YOUR GOAL = Put the material below, from the line containing "Pin every instance of the boy's lips." through the line containing "(1015, 590)", into a two-column CSV with the headers text and coordinates. Give one row for each line starting with "Pin", holding that line and the coordinate pairs under it, with each field quoted and line breaks replaced by spaces.

RECORDS PROVIDED =
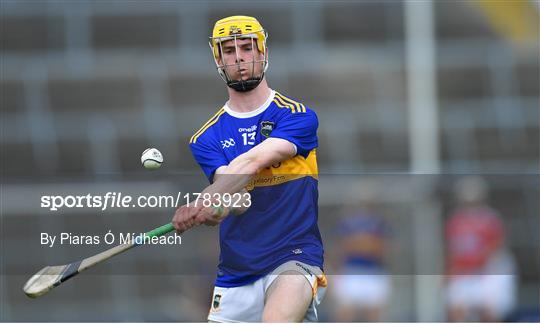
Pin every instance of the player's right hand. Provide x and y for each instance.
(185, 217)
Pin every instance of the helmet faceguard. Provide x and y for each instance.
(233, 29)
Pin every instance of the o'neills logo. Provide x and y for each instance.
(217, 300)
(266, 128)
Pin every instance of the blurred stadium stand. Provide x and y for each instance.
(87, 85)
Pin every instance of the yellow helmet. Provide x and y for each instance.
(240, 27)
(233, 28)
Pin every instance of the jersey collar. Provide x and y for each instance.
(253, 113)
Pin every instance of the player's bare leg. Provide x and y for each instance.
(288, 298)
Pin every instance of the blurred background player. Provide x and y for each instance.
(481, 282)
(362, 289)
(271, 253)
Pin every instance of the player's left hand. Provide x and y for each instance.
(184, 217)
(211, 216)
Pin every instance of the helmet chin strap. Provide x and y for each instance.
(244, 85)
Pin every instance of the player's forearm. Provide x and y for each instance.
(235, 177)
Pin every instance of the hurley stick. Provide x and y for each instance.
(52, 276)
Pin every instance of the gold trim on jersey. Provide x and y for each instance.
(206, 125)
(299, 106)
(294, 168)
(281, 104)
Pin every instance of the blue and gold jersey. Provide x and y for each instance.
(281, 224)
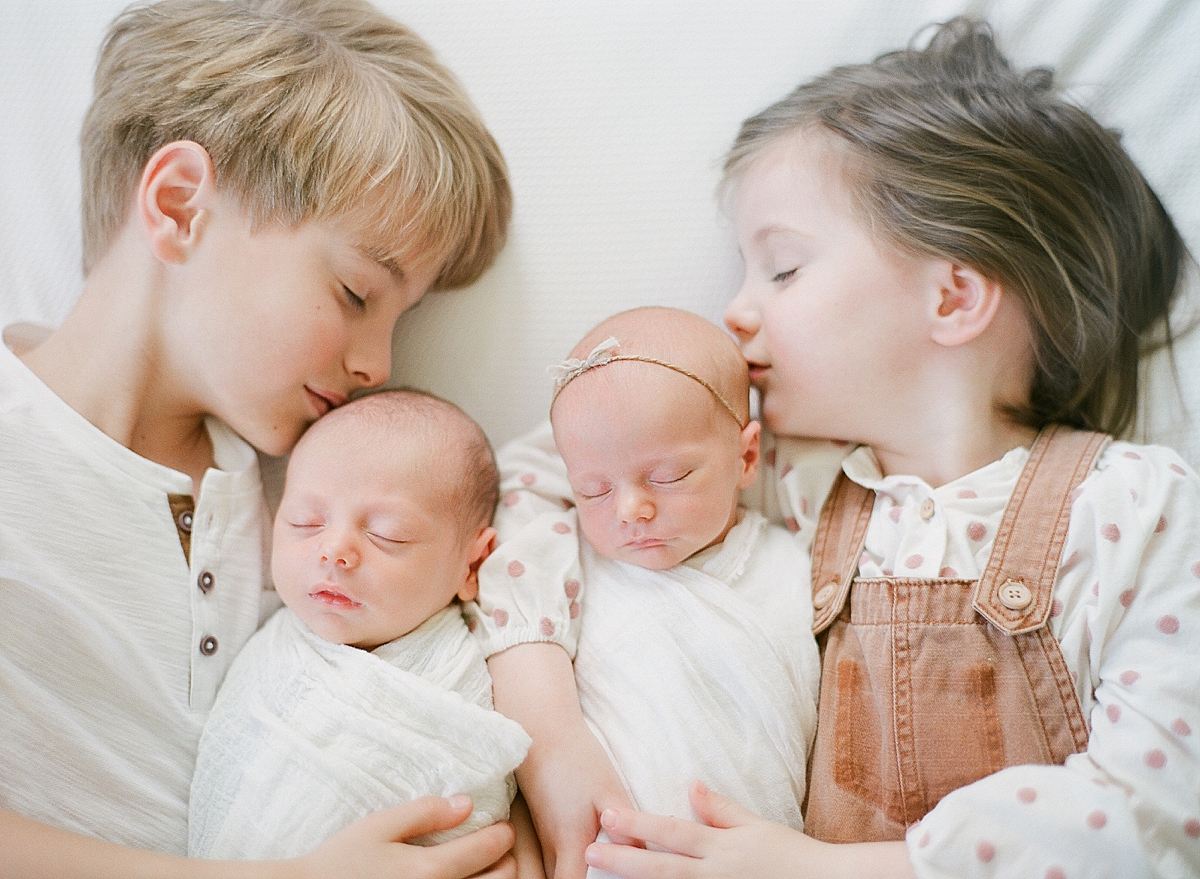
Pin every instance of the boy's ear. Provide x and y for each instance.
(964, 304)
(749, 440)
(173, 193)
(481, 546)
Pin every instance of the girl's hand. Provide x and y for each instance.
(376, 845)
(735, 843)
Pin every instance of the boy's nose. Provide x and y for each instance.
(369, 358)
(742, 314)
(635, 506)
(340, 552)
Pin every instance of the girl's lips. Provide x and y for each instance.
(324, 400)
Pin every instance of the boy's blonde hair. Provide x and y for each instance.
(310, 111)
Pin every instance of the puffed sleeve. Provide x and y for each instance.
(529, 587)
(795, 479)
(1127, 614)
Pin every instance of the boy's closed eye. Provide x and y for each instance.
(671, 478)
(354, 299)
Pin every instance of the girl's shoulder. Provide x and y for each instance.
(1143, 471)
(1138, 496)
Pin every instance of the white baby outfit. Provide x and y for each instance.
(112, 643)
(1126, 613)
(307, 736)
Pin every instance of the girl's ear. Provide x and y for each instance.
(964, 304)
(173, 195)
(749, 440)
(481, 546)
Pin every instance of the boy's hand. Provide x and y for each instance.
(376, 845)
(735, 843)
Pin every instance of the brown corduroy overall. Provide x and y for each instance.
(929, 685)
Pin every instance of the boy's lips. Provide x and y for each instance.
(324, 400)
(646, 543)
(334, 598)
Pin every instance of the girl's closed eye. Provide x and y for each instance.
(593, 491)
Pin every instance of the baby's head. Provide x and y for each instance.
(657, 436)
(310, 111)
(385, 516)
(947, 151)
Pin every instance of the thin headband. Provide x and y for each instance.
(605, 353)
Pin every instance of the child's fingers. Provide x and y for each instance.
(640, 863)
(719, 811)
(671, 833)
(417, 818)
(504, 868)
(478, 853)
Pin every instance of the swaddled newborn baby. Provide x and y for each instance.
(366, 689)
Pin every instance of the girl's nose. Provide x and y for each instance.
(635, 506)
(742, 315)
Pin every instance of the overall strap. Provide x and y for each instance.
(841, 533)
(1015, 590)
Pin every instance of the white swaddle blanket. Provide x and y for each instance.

--

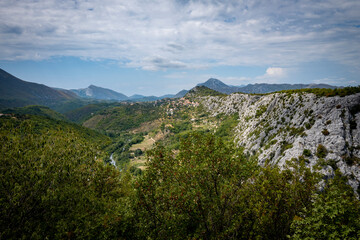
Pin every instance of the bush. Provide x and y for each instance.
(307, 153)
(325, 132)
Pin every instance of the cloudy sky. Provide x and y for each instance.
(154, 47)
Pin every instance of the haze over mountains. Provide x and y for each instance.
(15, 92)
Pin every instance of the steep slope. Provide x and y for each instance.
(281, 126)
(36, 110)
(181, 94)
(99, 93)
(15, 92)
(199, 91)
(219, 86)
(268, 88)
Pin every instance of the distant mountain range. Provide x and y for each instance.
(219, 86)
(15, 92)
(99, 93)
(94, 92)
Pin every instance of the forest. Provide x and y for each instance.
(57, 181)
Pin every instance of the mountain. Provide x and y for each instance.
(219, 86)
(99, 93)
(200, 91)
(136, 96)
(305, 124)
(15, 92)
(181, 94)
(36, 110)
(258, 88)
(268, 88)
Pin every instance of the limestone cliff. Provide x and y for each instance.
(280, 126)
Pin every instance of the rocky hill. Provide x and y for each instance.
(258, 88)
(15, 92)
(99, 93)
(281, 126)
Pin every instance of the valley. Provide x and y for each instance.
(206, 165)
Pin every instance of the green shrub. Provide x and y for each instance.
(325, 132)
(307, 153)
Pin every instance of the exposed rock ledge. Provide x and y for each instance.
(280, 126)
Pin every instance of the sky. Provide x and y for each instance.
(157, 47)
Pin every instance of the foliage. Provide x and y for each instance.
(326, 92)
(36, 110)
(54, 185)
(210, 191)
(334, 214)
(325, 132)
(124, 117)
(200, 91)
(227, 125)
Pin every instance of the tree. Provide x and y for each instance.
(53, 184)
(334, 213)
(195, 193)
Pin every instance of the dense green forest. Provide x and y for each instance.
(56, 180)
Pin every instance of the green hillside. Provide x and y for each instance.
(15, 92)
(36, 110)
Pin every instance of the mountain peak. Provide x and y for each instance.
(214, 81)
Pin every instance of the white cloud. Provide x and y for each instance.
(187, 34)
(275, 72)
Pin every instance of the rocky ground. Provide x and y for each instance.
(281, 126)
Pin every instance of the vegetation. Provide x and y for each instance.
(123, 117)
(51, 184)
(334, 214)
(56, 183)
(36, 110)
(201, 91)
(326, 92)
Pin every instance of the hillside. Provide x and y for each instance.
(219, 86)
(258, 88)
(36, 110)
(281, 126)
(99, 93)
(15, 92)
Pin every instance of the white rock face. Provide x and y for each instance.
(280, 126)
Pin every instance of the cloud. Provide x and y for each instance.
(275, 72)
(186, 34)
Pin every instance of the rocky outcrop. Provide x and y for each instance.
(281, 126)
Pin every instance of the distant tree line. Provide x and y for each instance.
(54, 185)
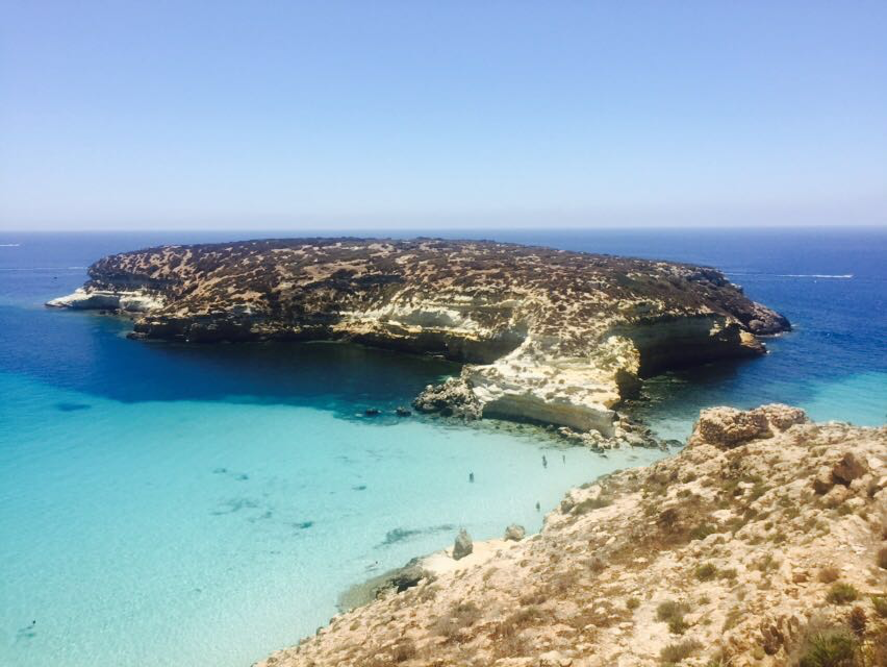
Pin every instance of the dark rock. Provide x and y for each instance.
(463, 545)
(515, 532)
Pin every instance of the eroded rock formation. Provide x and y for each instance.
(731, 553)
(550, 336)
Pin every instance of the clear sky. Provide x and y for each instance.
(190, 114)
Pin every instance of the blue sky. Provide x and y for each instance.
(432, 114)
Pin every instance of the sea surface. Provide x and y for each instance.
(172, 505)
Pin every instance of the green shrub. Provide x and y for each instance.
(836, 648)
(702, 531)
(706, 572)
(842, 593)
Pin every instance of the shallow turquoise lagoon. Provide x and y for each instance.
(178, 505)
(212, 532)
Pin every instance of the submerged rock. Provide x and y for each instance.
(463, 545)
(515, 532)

SOLUTION TO THIS TASK =
text,coordinates
"Pin every instance of the boy's lips. Provide x and y for each instance.","(324, 400) (646, 543) (334, 598)"
"Pin every instance of the girl's closed eye. Provide x and y for each instance.","(593, 491)"
"Pin every instance of the baby's head. Provide x and y for each instance.","(657, 436) (310, 111) (385, 516) (947, 151)"
"Pin every instance of the thin headband. Provide x and y for each instance.","(605, 353)"
"Pin every instance of the child's fingers. Provide x and y for each instance.","(640, 863) (719, 811) (671, 833) (417, 818) (504, 868) (478, 853)"
"Pin every instance of the swaddled newborn baby. Provide x and y for each instance.","(366, 689)"
"Pin every instance of the girl's nose. Provide x and y for each instance.","(635, 506) (742, 315)"
"Pin every instance of the overall strap. Provide x and y for each instance.","(841, 533) (1015, 590)"